§ Work task:
Copy each line below that has "eyeglasses".

§ Data records:
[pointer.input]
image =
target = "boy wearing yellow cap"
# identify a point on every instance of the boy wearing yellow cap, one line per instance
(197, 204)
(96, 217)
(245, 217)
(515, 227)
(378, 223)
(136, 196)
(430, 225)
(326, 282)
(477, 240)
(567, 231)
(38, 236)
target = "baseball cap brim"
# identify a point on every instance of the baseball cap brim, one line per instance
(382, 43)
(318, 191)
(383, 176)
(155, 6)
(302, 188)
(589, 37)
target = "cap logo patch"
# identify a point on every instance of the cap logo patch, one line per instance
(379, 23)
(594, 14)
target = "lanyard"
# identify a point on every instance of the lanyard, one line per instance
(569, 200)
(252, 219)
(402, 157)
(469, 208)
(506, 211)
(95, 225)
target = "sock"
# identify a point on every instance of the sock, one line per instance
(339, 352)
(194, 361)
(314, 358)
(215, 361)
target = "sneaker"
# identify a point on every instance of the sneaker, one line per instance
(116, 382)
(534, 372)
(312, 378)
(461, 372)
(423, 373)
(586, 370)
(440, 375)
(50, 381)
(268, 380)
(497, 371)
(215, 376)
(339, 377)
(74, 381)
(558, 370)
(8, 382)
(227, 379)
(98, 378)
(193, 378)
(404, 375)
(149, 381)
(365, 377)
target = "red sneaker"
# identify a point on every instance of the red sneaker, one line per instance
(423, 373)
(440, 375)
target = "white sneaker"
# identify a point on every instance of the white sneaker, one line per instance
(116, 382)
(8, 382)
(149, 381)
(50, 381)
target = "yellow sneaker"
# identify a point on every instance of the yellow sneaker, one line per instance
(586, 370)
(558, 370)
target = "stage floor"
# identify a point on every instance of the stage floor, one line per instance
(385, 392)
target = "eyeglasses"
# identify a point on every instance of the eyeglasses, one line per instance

§ Result of the exercise:
target = "eyeglasses"
# identify a point on every instance of the eyeglasses, one line per instance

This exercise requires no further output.